DATA EXTRACTS:
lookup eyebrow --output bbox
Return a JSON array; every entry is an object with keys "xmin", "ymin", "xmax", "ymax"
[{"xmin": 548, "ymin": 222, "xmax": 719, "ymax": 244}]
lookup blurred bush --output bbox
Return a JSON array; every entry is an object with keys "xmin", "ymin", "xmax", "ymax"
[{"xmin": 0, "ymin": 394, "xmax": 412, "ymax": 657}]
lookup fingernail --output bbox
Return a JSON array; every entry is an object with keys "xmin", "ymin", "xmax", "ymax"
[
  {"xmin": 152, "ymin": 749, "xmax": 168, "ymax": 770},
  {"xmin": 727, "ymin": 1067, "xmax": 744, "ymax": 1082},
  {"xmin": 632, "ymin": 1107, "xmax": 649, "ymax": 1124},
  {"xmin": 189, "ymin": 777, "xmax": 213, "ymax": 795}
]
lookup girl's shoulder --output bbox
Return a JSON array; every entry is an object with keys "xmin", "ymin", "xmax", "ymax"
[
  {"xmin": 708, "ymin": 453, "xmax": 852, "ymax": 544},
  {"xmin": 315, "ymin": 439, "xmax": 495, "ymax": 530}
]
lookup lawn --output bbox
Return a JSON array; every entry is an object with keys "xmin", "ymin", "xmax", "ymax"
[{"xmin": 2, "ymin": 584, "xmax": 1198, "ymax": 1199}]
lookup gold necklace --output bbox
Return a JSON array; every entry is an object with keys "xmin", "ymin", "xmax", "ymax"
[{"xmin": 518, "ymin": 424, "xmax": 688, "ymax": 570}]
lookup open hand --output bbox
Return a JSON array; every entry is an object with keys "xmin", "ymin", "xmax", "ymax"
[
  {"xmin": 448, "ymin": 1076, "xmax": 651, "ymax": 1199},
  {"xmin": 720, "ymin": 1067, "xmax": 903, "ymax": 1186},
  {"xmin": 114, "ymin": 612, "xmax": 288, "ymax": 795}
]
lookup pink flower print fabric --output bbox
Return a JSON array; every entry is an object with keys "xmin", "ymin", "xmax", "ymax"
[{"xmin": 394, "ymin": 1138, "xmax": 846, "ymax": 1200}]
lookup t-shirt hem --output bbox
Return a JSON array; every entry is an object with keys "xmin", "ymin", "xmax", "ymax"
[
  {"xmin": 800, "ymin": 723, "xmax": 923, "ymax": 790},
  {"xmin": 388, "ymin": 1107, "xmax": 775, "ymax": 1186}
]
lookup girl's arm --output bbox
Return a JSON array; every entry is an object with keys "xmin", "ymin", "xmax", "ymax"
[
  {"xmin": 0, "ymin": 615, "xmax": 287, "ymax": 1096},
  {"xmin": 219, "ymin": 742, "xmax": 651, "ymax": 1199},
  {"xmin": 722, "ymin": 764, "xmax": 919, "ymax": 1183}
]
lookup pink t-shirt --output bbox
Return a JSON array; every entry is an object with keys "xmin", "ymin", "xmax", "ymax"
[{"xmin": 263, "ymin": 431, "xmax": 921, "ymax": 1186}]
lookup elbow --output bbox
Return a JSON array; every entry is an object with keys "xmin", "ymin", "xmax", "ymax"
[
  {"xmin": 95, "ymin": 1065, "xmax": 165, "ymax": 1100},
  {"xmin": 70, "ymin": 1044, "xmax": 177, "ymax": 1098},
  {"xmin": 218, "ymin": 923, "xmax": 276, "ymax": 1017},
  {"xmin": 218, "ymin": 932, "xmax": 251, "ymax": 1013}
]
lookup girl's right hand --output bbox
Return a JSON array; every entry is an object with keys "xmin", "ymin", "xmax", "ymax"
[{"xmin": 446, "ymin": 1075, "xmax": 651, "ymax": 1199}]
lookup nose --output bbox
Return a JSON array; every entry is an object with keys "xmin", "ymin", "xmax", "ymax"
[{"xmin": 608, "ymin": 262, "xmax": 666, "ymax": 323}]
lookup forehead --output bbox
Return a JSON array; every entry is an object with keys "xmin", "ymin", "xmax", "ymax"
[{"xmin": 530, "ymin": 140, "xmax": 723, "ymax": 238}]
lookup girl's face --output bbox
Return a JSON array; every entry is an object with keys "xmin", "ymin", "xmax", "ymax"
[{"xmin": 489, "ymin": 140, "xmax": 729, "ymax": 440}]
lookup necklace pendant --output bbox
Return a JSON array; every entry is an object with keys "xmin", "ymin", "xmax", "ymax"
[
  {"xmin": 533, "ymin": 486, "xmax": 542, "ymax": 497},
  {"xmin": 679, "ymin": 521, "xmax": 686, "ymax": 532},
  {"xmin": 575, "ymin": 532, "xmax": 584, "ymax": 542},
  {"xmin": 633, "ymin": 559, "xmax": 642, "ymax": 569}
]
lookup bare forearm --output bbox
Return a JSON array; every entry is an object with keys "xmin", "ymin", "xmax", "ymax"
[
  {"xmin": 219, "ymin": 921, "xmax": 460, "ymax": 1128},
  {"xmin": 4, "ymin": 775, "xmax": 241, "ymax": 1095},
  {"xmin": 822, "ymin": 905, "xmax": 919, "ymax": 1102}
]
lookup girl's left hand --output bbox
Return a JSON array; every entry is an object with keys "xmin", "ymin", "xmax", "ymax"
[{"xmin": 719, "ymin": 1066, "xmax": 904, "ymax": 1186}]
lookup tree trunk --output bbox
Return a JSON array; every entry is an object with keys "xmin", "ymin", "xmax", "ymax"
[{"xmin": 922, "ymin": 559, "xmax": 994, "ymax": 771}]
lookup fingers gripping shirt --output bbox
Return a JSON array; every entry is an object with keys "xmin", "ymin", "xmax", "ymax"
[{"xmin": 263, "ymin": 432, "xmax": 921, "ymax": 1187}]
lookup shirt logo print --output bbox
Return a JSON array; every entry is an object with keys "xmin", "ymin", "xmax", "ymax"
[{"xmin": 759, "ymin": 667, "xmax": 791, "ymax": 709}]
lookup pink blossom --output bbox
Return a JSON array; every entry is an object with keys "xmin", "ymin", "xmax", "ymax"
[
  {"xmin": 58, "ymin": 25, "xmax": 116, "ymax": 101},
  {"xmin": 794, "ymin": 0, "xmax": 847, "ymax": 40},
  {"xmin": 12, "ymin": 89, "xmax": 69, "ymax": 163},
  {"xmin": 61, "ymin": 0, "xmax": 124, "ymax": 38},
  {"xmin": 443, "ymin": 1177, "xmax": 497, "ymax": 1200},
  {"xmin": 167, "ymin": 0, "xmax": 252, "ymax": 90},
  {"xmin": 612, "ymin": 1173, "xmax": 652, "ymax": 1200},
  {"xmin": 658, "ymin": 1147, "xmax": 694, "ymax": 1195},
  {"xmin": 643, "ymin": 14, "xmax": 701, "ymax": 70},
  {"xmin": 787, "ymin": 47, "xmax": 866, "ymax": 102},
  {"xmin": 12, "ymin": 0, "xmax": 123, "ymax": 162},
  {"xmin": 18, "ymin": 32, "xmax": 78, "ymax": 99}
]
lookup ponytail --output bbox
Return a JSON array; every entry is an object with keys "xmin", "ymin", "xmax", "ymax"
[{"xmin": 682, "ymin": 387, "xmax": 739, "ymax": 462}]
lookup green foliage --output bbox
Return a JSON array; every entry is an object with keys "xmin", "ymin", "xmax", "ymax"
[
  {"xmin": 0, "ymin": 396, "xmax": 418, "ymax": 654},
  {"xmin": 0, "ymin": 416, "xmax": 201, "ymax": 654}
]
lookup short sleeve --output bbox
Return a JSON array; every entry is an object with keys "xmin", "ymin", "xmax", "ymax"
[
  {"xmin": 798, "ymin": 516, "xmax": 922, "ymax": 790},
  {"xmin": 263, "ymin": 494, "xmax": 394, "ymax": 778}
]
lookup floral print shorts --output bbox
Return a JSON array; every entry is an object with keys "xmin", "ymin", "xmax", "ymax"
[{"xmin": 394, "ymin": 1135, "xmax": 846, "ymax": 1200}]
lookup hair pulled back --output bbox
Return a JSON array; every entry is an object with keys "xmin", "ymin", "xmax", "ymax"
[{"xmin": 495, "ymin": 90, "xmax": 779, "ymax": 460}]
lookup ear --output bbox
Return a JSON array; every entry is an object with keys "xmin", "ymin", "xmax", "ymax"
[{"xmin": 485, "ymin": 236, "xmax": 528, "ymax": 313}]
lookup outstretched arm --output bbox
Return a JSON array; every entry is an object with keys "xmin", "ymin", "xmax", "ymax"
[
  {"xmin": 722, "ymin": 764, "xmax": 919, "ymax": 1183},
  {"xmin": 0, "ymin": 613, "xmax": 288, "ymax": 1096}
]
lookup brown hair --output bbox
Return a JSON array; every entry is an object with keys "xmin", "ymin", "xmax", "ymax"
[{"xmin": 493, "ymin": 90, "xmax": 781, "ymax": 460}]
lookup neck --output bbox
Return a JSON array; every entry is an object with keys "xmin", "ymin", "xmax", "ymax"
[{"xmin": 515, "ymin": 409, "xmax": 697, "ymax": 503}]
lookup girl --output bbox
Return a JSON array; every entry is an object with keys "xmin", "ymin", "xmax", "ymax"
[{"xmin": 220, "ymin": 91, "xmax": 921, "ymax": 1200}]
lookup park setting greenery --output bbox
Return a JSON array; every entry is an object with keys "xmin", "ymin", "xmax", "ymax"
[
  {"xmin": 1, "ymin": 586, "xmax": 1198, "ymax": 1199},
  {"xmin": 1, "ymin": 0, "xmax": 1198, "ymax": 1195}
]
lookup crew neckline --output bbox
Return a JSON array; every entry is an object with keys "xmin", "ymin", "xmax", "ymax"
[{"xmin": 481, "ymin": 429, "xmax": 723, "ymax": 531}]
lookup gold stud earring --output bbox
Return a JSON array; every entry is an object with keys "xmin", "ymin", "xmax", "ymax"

WHAT TO PRODUCE:
If a line in the data above holds the string "gold", report that line.

ANSWER SECTION:
lookup gold necklace --output bbox
lookup gold stud earring --output bbox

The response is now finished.